- _TEXT SECTION_
*** Begin section ***
# Burton deep thinker vs flight attendant



## Fiddsy (Jul 12, 2015)

burton FA for bombing into runs. awesome in pow, didnt like it in the tree's.
burton DT bit more playful n snappy, still bombs, still great in pow, far better in tree's.

just depends on what you want?
both great boards but id say DP has more 'personality' while the FA is a do it all board!
both great.

Me and my regular boarding partner both went board shopping together for upgrades n originally i wanted the DT but i settled on the FA for japan.. he picked up the DT.
there were times im jealous when in the tree's and theres times when i bomb into a run and he gets jealous! Both great in japan.. i just decided to pick up a fish for those tree run pow days and sold off everything in my quiver but my FA and Fish.


----------



## TonyMoscow (Dec 22, 2013)

I decide to order Burton FA 162 how most all. And I forgot to say actually my girlfriend has Burton Fish 161 and I have my own nitro Pow 154 Board. The other day I sold Korua Shapes Pencil 164 and was looking for a universal freeride Board. For park I have a Burton Paramount 158. The store hasn't answered yet. Burton fish super pow board and nitro pow too, but in POW or deep pow days. Nitro pow great board for piste too but fish only for pow.


----------



## Fiddsy (Jul 12, 2015)

TonyMoscow said:


> I decide to order Burton FA 162 how most all. And I forgot to say actually my girlfriend has Burton Fish 161 and I have my own nitro Pow 154 Board. The other day I sold Korua Shapes Pencil 164 and was looking for a universal freeride Board. For park I have a Burton Paramount 158. The store hasn't answered yet. Burton fish super pow board and nitro pow too, but in POW or deep pow days. Nitro pow great board for piste too but fish only for pow.


well i didnt just decided, i bought the 2017/2018 fish a couple months ago on sale!
but you cant go wrong with the FA, its a great board.
doesnt matter if im back/slack country, on piste or off piste.. its handled everything and well and have found it a great ride! chops through chunder, carves really well and handles speed like a hot knife through butter.. Hope you love it as much as me!
im a kept man atm with just 2 ahah figure i dont park and between my FA and Fish i got everything covered!


----------



## F1EA (Oct 25, 2013)

Fiddsy said:


> well i didnt just decided, i bought the 2017/2018 fish a couple months ago on sale!
> but you cant go wrong with the FA, its a great board.
*** End section ***
- _RECORDS PROVIDED_
*** Begin section ***
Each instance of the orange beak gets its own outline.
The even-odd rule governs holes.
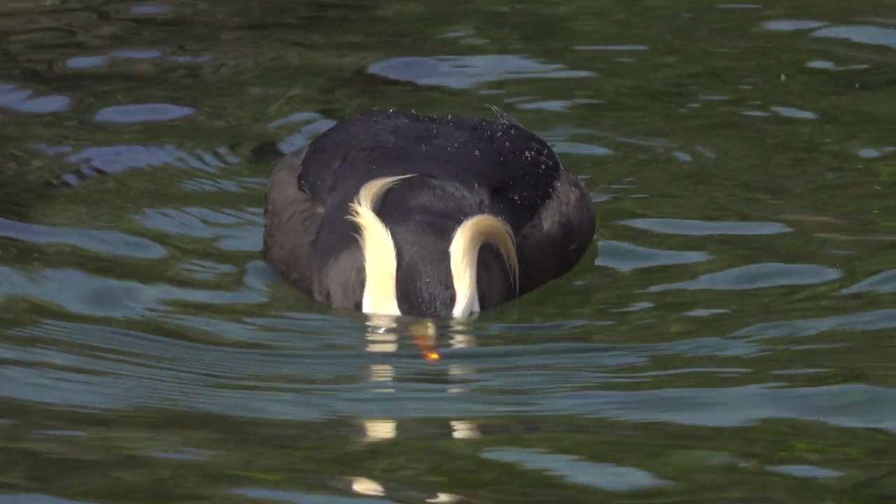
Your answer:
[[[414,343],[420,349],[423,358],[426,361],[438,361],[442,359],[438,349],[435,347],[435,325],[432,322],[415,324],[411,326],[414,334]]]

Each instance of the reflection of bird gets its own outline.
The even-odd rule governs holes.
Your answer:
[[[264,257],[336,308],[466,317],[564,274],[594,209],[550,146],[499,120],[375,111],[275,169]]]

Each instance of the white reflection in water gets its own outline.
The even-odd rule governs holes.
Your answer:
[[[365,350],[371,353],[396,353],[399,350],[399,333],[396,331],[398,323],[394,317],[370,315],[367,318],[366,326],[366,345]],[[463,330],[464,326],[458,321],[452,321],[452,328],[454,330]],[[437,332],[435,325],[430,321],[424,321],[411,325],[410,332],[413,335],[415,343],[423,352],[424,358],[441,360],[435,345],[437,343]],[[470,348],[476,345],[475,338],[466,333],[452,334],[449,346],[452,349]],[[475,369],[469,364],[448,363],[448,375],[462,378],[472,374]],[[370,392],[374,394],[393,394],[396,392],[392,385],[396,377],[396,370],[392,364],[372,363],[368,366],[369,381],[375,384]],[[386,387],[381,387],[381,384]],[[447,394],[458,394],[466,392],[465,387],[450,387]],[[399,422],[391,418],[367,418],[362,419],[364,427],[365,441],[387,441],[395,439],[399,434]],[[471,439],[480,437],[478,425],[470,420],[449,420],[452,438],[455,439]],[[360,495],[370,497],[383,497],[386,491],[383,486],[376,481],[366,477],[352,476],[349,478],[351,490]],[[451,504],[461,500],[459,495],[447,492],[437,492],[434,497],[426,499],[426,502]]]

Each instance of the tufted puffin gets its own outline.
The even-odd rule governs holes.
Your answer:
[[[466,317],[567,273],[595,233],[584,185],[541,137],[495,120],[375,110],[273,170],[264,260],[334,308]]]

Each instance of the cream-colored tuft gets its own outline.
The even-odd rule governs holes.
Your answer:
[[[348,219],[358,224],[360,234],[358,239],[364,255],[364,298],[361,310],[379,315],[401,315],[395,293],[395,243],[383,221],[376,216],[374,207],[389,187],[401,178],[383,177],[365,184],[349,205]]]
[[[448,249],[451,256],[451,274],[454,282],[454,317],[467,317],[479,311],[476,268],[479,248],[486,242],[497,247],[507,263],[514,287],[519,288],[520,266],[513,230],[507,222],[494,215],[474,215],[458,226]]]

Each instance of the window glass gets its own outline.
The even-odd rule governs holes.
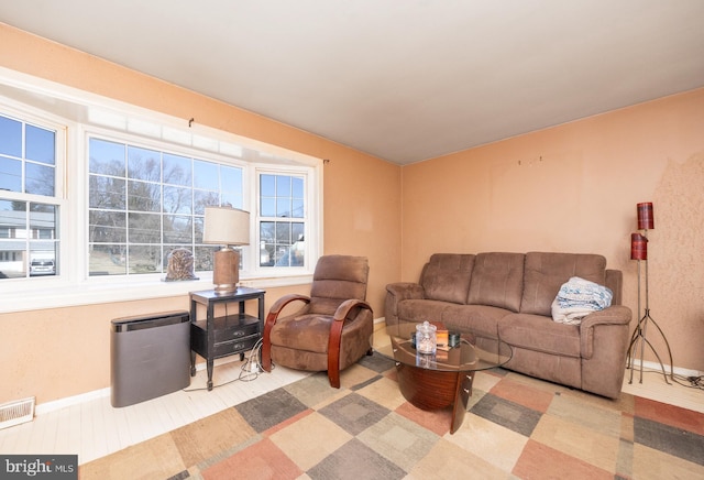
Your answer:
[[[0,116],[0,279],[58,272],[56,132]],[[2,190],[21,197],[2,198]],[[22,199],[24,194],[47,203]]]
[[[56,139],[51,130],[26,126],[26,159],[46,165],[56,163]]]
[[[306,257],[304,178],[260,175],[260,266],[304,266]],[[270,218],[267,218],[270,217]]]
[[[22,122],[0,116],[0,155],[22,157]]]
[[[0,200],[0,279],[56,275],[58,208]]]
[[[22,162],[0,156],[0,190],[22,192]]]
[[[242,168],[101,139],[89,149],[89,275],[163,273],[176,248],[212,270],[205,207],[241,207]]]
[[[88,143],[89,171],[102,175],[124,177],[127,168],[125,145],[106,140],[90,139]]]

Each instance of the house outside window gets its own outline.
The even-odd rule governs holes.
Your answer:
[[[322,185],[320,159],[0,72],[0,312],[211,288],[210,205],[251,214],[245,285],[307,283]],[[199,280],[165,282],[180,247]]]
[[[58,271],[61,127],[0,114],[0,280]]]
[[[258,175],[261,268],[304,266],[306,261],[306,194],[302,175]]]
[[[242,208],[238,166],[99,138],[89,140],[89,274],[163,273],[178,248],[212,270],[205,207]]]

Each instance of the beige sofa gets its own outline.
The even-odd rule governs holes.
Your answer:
*** End section ***
- _WORK INSTRUCTION 1_
Say whether each statement below agrees with the snowboard thread, answering yes or no and quoting the deciding words of the thread.
(a) Fiddsy chose the DT for the trip to Japan.
(b) TonyMoscow has a Burton Paramount 158 for park riding.
(c) Fiddsy paid full price for the fish.
- _WORK INSTRUCTION 2_
Write out the part of the snowboard thread between "Me and my regular" and "FA and Fish.", inclusive.

- _EXPECTED ANSWER 1_
(a) No: "i settled on the FA for japan.. he picked up the DT."
(b) Yes: "For park I have a Burton Paramount 158."
(c) No: "i bought the 2017/2018 fish a couple months ago on sale!"

- _EXPECTED ANSWER 2_
Me and my regular boarding partner both went board shopping together for upgrades n originally i wanted the DT but i settled on the FA for japan.. he picked up the DT.
there were times im jealous when in the tree's and theres times when i bomb into a run and he gets jealous! Both great in japan.. i just decided to pick up a fish for those tree run pow days and sold off everything in my quiver but my FA and Fish.